According to the Bombslinger article, why did the team choose to release the game on Early Access? Answer in one to three sentences.

= Page excerpt =

start

Anyway, the nail in the coffin there was Ferry describing our character as a cowboy who would launch bombs, like a...gunslinger with bombs, a...Bombslinger! There, nailed it!

Bombslinger’s high concept

Bombslinger initial concept was “Solo Bomberman + Rogue-likes”. The main reason for it being that we were excited by the prospect of making that game, the second being that procedural content fits a small team fairly well and we fancied working on that kind of tech.

So our initial Bombslinger feature list came to be:

  • Solo-oriented Bomberman-inspired action game
  • Procedural levels
  • Several bomb types
  • Tens of items to use as alternates for the bombs
  • Classic Wild West buildings (shop, saloon, sheriff’s office, etc.).
  • Local battle multiplayer game modes

I’ll get into more detail on the pre-production and art-direction in later posts to avoid this article ending up being 10 pages long but our first major milestone was last year’s Gamescom, the E3-like event in Köln, Germany. It was the first time we put the game in front of professionals from the media and publishing outlets. On that occasion we also made our announcement trailer for which our friends at IMOV Studios were fantastic in helping us out to get to a quality we would have never achieved on our own.

Response to the game was fairly positive, yay! That event kind of validated our project and we felt on the right track. We continued showing the game around throughout the end of 2015 and up until this point.

Earlier this year we did our mandatory Greenlight campaign and luckily for us, it went fairly smooth and Bombslinger was greenlit in a couple weeks. At that point we decided that we wanted to try going on Early Access.

It was a hard choice to make. We heard all sorts of opinions about Early Access, all very polarized. In the end we decided to go for it: as a couple of unknown game developers, we figured it was our best shot at getting relevant feedback and hopefully meeting some players passionate about the game.

end

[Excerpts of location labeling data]
start

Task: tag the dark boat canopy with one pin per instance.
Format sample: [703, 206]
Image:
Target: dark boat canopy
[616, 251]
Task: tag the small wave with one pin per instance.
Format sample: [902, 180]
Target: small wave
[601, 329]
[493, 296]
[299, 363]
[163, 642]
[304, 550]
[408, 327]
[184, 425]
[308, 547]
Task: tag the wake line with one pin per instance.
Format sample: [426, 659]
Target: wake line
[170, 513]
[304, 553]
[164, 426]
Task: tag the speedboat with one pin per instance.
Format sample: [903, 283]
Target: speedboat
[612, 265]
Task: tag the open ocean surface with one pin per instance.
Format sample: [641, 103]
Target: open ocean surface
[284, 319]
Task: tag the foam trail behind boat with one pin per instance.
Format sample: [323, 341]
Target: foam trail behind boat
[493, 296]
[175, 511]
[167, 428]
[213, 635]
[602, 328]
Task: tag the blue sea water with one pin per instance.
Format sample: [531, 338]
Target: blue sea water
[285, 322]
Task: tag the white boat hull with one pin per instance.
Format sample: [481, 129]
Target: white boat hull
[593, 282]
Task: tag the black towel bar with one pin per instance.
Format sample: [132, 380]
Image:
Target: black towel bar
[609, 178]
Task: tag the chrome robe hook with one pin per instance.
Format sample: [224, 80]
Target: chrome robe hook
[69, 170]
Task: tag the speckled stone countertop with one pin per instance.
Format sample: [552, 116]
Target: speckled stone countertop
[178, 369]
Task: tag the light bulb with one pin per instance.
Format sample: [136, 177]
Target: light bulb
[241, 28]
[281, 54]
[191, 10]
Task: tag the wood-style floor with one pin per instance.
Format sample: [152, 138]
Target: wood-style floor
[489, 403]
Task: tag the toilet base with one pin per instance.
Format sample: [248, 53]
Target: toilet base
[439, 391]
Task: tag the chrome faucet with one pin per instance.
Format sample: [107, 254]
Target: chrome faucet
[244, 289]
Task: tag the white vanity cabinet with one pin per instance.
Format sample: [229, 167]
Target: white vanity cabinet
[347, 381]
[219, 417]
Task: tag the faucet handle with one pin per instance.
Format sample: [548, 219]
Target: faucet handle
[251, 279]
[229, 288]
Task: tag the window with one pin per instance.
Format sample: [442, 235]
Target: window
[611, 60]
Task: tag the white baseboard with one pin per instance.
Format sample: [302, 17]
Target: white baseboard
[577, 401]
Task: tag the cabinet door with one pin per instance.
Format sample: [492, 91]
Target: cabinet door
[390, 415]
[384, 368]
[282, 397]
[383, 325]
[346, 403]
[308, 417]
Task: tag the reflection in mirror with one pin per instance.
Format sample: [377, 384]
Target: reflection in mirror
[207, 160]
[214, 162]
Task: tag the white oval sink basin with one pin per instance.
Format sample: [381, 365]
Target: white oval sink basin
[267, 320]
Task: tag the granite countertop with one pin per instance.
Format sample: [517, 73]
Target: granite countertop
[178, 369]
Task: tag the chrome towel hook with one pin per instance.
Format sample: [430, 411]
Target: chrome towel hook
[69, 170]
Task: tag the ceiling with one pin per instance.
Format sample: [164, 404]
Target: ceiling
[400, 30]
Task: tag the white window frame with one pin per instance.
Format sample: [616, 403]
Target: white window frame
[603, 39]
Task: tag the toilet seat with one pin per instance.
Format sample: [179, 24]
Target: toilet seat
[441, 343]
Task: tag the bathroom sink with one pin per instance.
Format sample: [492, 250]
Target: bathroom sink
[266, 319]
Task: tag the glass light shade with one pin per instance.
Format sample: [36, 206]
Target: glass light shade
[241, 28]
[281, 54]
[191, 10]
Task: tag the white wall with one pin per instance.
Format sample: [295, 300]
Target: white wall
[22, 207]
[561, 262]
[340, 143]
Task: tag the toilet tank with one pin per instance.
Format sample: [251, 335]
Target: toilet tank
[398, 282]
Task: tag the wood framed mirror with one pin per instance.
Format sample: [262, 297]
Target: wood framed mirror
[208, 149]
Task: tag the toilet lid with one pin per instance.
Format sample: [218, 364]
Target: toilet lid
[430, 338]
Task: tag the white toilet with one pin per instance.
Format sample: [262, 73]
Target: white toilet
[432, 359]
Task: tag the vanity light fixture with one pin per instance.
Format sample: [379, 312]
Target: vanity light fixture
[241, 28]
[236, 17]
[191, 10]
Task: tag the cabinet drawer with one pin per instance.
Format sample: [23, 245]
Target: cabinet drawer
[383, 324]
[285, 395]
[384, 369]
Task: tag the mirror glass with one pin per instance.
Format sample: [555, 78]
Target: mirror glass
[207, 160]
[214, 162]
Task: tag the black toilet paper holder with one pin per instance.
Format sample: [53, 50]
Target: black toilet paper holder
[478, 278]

end

= Exercise answer =
The team went with Early Access because, as a couple of unknown game developers, they figured it was their best shot at getting relevant feedback. They also hoped it would help them meet some players who were passionate about the game.